→ WHAT YOU SHOULD DO: Please rewrite the data from its first line through the line containing "287], [520, 287]]", swapping "segment" for "outline" and leaving everything else unchanged.

→ Stored items:
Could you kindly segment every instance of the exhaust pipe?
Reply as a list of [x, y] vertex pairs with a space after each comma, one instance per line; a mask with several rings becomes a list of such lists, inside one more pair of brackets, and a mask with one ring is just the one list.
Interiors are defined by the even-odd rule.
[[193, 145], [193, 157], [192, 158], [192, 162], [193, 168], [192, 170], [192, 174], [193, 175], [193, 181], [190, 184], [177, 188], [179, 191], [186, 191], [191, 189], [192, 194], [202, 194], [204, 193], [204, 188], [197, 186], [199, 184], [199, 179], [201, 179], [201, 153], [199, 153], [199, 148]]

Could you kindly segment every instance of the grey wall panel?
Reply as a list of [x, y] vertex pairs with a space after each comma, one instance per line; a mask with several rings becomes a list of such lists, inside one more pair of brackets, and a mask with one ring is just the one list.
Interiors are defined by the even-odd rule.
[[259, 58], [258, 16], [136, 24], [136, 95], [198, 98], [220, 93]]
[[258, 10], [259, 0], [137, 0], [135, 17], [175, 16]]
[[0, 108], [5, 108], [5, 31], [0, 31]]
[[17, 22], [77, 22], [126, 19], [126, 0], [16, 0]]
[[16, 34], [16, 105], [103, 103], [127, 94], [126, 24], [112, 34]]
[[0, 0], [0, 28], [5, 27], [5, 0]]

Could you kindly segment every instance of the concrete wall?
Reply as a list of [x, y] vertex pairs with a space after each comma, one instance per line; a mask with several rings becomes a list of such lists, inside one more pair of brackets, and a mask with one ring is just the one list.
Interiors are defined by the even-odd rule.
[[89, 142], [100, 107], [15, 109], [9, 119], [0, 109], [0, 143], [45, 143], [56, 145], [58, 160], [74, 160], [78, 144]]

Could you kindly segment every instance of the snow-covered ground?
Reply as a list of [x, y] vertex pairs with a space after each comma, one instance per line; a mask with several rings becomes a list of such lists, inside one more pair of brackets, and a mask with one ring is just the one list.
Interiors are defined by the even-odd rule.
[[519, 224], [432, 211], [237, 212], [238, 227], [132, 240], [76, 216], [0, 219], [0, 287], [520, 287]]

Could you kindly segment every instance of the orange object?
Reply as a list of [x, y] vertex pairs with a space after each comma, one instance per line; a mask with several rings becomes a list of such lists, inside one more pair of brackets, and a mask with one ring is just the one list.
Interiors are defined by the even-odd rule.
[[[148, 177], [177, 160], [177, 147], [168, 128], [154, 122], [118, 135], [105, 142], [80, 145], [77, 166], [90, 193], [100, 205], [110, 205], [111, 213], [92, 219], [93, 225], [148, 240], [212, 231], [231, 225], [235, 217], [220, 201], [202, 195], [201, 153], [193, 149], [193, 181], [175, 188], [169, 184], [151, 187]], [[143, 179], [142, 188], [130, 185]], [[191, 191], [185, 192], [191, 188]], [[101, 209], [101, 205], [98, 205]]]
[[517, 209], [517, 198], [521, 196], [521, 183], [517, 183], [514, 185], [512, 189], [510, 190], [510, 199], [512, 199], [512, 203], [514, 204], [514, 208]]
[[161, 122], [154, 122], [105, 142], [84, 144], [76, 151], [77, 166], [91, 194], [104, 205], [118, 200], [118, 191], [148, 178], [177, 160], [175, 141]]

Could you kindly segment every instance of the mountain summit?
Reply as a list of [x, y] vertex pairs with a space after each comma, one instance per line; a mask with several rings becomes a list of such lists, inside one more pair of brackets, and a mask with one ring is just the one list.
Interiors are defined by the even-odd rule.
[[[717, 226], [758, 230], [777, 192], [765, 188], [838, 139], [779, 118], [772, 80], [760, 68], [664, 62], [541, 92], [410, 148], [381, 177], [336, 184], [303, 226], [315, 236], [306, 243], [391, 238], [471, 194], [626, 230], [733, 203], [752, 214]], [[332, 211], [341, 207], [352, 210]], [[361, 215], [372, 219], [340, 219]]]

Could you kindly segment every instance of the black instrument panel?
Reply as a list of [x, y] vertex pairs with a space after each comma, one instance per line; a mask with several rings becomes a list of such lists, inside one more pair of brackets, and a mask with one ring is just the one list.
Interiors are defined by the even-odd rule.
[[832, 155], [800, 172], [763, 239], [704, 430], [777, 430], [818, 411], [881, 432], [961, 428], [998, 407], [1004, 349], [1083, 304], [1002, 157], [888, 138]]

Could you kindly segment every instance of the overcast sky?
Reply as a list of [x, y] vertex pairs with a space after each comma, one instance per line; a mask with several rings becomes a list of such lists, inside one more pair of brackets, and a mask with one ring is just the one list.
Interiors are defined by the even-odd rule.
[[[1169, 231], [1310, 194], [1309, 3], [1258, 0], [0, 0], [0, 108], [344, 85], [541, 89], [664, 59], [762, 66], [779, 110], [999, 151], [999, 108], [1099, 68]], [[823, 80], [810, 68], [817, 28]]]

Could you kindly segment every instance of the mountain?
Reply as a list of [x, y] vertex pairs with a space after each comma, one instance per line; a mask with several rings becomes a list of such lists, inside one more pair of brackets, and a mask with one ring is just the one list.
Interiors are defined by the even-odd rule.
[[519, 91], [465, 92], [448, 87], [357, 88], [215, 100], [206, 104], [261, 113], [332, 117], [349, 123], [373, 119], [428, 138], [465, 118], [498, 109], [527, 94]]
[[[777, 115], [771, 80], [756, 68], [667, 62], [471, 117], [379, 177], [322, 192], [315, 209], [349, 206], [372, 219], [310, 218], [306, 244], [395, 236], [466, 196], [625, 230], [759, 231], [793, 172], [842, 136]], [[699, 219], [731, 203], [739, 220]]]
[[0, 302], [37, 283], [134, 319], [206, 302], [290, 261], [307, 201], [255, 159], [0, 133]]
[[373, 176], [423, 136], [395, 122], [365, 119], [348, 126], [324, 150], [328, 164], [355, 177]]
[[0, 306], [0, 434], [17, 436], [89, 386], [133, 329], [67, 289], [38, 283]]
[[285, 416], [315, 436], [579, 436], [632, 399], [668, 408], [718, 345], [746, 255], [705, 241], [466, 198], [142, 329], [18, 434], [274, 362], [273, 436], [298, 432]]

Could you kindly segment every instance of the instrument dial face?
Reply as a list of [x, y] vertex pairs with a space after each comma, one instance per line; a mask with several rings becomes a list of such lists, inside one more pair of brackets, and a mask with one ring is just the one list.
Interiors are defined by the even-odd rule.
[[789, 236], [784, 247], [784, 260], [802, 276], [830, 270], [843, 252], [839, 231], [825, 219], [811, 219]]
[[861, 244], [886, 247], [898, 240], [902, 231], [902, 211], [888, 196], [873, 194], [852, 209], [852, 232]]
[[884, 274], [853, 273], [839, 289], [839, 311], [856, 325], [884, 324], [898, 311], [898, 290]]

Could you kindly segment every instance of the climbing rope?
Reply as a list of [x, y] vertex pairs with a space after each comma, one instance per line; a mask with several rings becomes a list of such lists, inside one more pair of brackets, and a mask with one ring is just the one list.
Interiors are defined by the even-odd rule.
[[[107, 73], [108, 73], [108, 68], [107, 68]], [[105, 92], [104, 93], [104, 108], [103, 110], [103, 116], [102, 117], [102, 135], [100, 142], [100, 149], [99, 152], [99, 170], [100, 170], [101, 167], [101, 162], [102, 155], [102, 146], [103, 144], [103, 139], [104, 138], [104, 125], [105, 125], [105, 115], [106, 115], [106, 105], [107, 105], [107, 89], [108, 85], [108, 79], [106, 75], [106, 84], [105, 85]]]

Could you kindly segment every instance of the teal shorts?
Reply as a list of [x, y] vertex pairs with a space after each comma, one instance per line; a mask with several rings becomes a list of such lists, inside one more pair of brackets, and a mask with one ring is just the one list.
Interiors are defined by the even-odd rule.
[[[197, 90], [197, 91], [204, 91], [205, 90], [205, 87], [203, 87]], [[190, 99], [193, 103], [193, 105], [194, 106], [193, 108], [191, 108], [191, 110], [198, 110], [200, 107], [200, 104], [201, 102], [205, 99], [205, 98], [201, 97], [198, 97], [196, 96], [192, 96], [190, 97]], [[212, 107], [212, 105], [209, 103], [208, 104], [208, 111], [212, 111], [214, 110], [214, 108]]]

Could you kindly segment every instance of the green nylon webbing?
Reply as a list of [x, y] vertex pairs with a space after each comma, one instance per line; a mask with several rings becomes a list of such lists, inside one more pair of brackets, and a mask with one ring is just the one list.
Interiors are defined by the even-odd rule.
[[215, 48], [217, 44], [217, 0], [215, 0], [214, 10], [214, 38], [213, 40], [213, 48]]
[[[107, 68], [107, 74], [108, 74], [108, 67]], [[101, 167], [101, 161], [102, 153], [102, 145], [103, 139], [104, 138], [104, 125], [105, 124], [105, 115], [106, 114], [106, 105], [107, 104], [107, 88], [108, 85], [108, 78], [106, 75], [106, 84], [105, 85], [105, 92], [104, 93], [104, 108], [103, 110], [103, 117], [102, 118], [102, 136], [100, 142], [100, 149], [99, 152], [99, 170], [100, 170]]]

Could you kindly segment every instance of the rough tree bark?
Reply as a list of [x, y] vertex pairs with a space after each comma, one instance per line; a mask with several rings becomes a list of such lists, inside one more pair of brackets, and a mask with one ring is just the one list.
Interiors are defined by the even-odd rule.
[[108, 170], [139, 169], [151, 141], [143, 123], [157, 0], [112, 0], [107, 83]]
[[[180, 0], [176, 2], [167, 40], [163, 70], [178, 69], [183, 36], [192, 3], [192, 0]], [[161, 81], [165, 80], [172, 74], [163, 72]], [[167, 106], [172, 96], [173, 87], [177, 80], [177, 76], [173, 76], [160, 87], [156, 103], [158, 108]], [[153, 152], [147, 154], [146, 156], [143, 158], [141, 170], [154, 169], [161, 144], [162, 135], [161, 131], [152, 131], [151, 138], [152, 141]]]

→ FINAL ANSWER:
Could you kindly outline every instance of the exhaust pipe?
Reply as a list of [x, y] vertex pairs with a space after each comma, one instance per line; a mask with several rings becomes a list of such lists, inside one more pair of brackets, and a mask with one ring is just the one list.
Interiors are defined by the even-odd rule.
[[193, 145], [193, 157], [192, 158], [192, 162], [193, 168], [192, 170], [192, 174], [193, 175], [193, 181], [190, 184], [177, 188], [179, 191], [186, 191], [191, 189], [192, 194], [202, 194], [204, 193], [204, 188], [197, 186], [199, 184], [199, 179], [201, 179], [201, 153], [199, 153], [199, 148]]

Could you kindly outline every instance of the grey wall panel?
Reply as a list of [x, y] vertex pairs with a space after each comma, one instance per line; a mask with several rings becomes a list of such lists, inside one more pair of brackets, and a mask with one ring is just the one list.
Interiors are defined by the even-odd rule.
[[259, 58], [258, 16], [136, 24], [136, 95], [198, 98], [220, 93]]
[[258, 10], [259, 0], [137, 0], [135, 17], [175, 16]]
[[0, 108], [5, 108], [5, 31], [0, 31]]
[[17, 22], [77, 22], [126, 19], [126, 0], [16, 0]]
[[16, 34], [16, 105], [103, 103], [127, 94], [126, 24], [112, 34]]
[[0, 0], [0, 28], [5, 27], [5, 0]]

Could you kindly outline every instance of the concrete wall?
Reply as a list of [x, y] vertex pairs with a space after each comma, one instance per line; a mask with several rings becomes a list of such lists, inside one more pair of brackets, and a mask with one ring is just the one list.
Interiors are defined by the even-odd rule.
[[89, 142], [100, 107], [15, 109], [9, 119], [0, 109], [0, 143], [45, 143], [56, 145], [58, 160], [74, 160], [78, 144]]

Could you kindly outline every instance of the snow-covered ground?
Reply as a list of [x, y] vertex pairs with a space after each comma, one instance per line; a mask with several rings becomes a list of such lists, inside one more pair of brackets, and a mask with one ring is just the one list.
Interiors are defined by the even-odd rule.
[[519, 224], [432, 211], [237, 212], [238, 227], [132, 240], [76, 216], [0, 219], [0, 287], [520, 287]]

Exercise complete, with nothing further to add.